* **Exercise instructions**: Rewrite every line from the one containing "Target: curly hair" through the end of the items, changing "sky" to "clear sky" and leaving everything else untouched.

Recorded data
----------

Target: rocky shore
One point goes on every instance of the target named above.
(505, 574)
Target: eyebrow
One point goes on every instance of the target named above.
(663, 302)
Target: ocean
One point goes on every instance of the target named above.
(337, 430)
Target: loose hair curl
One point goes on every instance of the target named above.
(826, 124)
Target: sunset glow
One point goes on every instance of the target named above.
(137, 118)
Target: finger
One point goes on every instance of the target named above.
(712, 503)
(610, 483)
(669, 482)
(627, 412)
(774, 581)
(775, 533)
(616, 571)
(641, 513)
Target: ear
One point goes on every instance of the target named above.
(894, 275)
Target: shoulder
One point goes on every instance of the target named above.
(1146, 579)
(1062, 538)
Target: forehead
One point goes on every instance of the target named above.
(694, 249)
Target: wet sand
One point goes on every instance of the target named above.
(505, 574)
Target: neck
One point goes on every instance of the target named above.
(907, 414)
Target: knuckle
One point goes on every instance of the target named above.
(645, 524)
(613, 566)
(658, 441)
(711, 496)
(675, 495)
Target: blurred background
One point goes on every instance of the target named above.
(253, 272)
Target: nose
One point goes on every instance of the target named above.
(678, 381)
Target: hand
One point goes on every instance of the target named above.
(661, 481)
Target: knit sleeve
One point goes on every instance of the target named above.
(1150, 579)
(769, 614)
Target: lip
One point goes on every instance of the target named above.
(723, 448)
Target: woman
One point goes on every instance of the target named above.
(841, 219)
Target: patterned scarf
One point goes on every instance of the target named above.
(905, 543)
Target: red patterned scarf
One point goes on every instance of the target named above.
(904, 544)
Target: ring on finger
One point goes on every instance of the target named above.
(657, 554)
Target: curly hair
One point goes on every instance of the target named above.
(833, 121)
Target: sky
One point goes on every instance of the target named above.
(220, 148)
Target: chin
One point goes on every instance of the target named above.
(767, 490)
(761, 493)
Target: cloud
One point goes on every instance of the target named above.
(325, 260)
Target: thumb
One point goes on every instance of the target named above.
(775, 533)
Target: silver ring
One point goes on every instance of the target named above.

----------

* **Exercise result**:
Target: curly hair
One point goes on every instance of the target named above.
(833, 121)
Target: clear sky
One point goes on every instance of the target named above.
(220, 148)
Target: chin
One point goes on every instance of the target named above.
(767, 490)
(761, 493)
Target: cloud
One point goes on every instance of the target named above.
(325, 260)
Target: thumb
One point goes on every instance of the target named above.
(775, 533)
Target: silver ring
One point goes on every instance of the target named above.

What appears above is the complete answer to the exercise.